The violence all comes from ICE
The only violence during the protests the past several days has come from ICE and Border Patrol agents, news reports said. Agents tear-gassed the 1,000-plus people in Portland, and pepper-balled Julia Rae, an older woman using a motorized scooter.
Agents arrested 50 people in Los Angeles, a city ICE previously occupied. Churches in both Portland and L.A. rang their bells constantly, in a show of support for the protesters.
“It still kind of hurts, and I’ve been tear gassed before,” Parrish Webber, who attended the Portland march, told Oregon Public Broadcasting. “It has long effects. I’ll be sneezing a couple of days.” Some protesters carried signs declaring “Immigrants are not criminals. Our president is.”
After the agents’ tear gas attack at Portland’s ICE center, Mayor Keith Wilson said that “federal forces deployed heavy waves of chemical munitions, impacting a peaceful daytime protest where the vast majority of those present violated no laws, made no threat, and posed no danger to federal forces.”
“This gathering, the size and energy, is unique,” Portland filmmaker Jackson Casimiro told the New York Times. Dental assistant Derek Boyd told the paper he brought a leaf blower to try repel ICE’s tear gas. “We have to let them know we won’t tolerate this,” Boyd said.
“There are a ton more people than I was expecting,” medical worker Nathaniel Hancock, a Service Employees Local 49 member from Beaverton, Ore., told Oregon Public Broadcasting.
“I don’t know if today is going to change anything necessarily, but I really just hope it builds some community and it builds some connections between people and builds solidarity between the working class.”
A protest in Milan, Italy, was notable because a contingent of ICE agents accompanied the U.S. Winter Olympics team there.
The agents are supposedly in Milan, ICE says, to help with logistics and in an information center watching for threats. But their presence angered even Italy’s right-wing government and the Italian people. Milan’s mayor said they should get out.
Stop the camps
Though demonstrations are breaking out everywhere, those at ICE detention centers remain the most intense. Protesters call the centers “concentration camps” because of extensive reporting on the poor and inhumane treatment of people brought into them.
Rep. Jasmine Crockett of Texas recently described how the treatment of 5-year-old Liam Ramos broke all the rules one would expect would be followed in the U.S. The child, she said, was lifeless for days, pale and refusing to eat as his father held him in his arms for almost a week. Eventually, through her efforts and those of other lawmakers, father and son were released and returned home to Minnesota.

* Provided material:
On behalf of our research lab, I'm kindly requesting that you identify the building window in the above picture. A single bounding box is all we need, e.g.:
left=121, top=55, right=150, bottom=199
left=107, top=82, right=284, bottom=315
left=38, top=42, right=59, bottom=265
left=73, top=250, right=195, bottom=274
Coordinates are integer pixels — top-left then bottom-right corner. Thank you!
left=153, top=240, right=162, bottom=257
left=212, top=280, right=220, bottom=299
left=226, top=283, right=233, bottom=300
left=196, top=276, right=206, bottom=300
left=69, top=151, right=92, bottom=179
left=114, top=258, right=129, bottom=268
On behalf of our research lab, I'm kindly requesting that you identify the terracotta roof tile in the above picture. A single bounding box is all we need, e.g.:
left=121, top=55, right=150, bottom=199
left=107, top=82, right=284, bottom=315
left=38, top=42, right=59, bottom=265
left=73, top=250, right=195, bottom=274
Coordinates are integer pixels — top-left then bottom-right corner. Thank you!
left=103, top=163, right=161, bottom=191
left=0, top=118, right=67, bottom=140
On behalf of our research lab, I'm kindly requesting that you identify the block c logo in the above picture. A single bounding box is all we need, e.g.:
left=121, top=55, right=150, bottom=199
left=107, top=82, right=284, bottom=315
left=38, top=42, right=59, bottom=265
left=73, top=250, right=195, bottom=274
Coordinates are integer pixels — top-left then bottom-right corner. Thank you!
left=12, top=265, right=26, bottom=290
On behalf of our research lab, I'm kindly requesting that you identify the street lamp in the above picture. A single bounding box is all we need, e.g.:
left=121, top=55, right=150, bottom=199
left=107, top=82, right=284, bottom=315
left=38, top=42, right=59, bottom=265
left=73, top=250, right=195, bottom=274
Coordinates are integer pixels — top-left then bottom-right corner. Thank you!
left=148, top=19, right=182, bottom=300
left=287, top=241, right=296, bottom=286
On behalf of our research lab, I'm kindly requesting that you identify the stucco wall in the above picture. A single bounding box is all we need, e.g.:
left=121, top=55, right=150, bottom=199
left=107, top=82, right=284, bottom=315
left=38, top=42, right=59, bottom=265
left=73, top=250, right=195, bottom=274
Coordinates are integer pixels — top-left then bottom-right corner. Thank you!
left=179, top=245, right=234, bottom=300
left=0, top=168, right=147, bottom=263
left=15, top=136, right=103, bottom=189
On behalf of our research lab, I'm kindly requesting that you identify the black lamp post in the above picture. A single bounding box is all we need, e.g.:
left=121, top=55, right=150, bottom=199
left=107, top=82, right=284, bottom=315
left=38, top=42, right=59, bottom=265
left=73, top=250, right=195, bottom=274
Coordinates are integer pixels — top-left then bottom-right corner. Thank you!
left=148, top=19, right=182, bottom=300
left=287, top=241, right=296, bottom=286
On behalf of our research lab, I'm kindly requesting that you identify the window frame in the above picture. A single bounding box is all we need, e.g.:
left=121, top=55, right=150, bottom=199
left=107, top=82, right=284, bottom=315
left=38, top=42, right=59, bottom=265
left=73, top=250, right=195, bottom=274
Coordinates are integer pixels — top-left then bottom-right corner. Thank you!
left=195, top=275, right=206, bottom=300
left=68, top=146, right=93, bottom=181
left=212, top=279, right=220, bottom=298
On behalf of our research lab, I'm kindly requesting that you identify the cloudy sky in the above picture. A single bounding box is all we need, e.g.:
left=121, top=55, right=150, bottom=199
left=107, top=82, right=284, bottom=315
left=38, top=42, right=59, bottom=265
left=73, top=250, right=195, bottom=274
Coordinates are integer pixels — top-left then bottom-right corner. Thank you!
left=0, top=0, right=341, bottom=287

* What the task asks:
Reproduce the ICE protest article word for word, from "A protest in" down to "brought into them.".

* Task response:
A protest in Milan, Italy, was notable because a contingent of ICE agents accompanied the U.S. Winter Olympics team there.
The agents are supposedly in Milan, ICE says, to help with logistics and in an information center watching for threats. But their presence angered even Italy’s right-wing government and the Italian people. Milan’s mayor said they should get out.
Stop the camps
Though demonstrations are breaking out everywhere, those at ICE detention centers remain the most intense. Protesters call the centers “concentration camps” because of extensive reporting on the poor and inhumane treatment of people brought into them.